→ Problem statement:
Only the lines starting at the one that contains "lab coat collar." and running to the end should be repeated, exactly as written.

→ Task data:
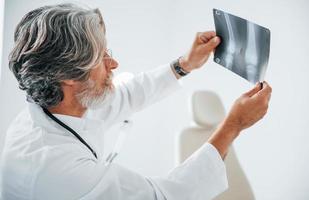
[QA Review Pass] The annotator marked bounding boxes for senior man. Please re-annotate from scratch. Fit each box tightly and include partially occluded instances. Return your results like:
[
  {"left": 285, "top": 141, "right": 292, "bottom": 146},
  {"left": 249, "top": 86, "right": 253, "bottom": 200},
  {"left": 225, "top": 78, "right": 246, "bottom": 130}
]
[{"left": 1, "top": 4, "right": 271, "bottom": 200}]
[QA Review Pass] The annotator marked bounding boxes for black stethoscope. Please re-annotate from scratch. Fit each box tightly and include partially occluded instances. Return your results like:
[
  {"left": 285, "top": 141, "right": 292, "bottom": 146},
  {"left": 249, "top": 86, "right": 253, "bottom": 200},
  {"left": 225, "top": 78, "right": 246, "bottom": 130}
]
[
  {"left": 42, "top": 107, "right": 98, "bottom": 159},
  {"left": 41, "top": 107, "right": 132, "bottom": 165}
]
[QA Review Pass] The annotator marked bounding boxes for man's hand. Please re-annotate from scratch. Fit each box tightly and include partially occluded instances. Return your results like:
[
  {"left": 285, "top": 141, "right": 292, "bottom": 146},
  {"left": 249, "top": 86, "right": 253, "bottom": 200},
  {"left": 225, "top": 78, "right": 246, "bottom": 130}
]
[
  {"left": 179, "top": 31, "right": 220, "bottom": 72},
  {"left": 208, "top": 81, "right": 272, "bottom": 158}
]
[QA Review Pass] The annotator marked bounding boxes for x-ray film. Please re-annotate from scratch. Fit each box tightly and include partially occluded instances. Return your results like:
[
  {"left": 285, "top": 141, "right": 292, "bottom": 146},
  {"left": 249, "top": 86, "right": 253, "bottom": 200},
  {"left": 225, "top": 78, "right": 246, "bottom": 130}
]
[{"left": 213, "top": 9, "right": 270, "bottom": 83}]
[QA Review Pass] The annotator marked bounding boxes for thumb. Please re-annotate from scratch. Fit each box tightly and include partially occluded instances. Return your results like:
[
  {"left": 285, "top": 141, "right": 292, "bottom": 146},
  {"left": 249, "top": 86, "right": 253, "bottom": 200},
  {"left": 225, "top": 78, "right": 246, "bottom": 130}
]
[
  {"left": 244, "top": 83, "right": 261, "bottom": 97},
  {"left": 204, "top": 36, "right": 220, "bottom": 53}
]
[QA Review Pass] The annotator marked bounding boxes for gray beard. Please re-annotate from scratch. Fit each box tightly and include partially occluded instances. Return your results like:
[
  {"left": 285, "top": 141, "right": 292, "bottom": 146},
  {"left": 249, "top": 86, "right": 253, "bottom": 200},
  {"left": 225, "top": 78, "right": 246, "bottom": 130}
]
[{"left": 76, "top": 78, "right": 114, "bottom": 110}]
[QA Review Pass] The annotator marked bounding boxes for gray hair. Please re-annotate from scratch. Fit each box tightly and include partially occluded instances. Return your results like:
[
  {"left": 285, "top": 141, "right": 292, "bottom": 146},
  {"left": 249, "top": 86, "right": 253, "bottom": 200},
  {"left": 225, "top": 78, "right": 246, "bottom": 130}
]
[{"left": 9, "top": 4, "right": 106, "bottom": 108}]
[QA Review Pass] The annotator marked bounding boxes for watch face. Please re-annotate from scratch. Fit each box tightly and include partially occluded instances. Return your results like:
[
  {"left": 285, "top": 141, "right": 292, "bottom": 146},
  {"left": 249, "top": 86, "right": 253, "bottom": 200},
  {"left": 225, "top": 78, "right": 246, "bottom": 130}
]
[{"left": 213, "top": 9, "right": 270, "bottom": 83}]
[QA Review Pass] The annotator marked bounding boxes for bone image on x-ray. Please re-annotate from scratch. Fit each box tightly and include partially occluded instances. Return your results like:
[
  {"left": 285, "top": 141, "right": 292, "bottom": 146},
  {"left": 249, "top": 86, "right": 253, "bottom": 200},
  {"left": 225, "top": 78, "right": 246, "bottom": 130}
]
[{"left": 214, "top": 10, "right": 269, "bottom": 83}]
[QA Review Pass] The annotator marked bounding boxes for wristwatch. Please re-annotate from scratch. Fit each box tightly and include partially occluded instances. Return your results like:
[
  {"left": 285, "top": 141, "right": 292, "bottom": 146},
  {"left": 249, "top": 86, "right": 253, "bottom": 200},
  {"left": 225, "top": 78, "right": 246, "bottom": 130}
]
[{"left": 171, "top": 57, "right": 190, "bottom": 76}]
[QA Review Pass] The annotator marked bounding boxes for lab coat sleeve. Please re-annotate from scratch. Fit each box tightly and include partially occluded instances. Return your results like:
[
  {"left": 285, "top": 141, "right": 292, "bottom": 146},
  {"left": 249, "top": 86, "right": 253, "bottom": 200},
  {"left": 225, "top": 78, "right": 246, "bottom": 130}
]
[
  {"left": 31, "top": 144, "right": 227, "bottom": 200},
  {"left": 88, "top": 64, "right": 181, "bottom": 124}
]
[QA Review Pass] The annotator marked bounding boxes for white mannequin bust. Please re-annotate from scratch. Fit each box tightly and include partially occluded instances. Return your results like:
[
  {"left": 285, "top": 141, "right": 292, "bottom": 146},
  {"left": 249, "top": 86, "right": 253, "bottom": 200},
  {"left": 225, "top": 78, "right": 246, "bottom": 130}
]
[{"left": 176, "top": 91, "right": 254, "bottom": 200}]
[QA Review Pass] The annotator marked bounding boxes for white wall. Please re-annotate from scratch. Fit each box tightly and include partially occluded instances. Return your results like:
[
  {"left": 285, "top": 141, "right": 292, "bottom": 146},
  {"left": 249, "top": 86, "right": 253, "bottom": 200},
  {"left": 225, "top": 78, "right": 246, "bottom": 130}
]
[
  {"left": 0, "top": 0, "right": 309, "bottom": 200},
  {"left": 0, "top": 0, "right": 4, "bottom": 77}
]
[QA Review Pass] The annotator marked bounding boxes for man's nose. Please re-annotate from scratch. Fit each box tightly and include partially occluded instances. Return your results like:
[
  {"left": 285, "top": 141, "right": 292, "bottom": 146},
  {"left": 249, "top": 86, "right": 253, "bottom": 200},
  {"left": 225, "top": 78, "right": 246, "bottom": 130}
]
[{"left": 110, "top": 58, "right": 118, "bottom": 69}]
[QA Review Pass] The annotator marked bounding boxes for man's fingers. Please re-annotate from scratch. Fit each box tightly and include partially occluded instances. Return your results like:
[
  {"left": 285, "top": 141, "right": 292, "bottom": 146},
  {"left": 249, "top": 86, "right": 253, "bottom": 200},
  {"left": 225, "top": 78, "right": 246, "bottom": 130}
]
[
  {"left": 256, "top": 81, "right": 272, "bottom": 101},
  {"left": 204, "top": 36, "right": 220, "bottom": 53},
  {"left": 195, "top": 31, "right": 216, "bottom": 44}
]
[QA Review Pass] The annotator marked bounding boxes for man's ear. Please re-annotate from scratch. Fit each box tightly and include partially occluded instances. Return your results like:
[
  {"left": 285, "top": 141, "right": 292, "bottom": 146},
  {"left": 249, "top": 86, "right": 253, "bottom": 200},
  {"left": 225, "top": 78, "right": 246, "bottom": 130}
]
[{"left": 62, "top": 79, "right": 76, "bottom": 86}]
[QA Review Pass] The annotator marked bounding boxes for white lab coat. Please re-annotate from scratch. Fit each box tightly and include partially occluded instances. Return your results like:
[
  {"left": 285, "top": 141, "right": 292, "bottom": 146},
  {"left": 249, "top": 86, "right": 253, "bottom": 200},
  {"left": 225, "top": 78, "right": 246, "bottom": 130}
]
[{"left": 1, "top": 65, "right": 227, "bottom": 200}]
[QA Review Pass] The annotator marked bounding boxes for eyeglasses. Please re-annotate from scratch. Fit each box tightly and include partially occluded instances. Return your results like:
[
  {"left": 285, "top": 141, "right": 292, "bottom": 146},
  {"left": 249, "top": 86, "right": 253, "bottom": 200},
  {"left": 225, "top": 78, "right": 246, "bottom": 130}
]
[{"left": 103, "top": 49, "right": 113, "bottom": 65}]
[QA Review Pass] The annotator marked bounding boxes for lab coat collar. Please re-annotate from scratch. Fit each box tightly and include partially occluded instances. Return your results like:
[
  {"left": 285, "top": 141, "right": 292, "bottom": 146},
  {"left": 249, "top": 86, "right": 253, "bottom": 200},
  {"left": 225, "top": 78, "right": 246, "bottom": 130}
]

→ Solution to this problem:
[QA Review Pass] The annotator marked bounding boxes for lab coat collar. Please re-annotate from scratch. Fit each box tightly and include partially occluded instances. Return your results like:
[
  {"left": 285, "top": 141, "right": 292, "bottom": 146},
  {"left": 249, "top": 86, "right": 253, "bottom": 200},
  {"left": 225, "top": 78, "right": 246, "bottom": 130}
]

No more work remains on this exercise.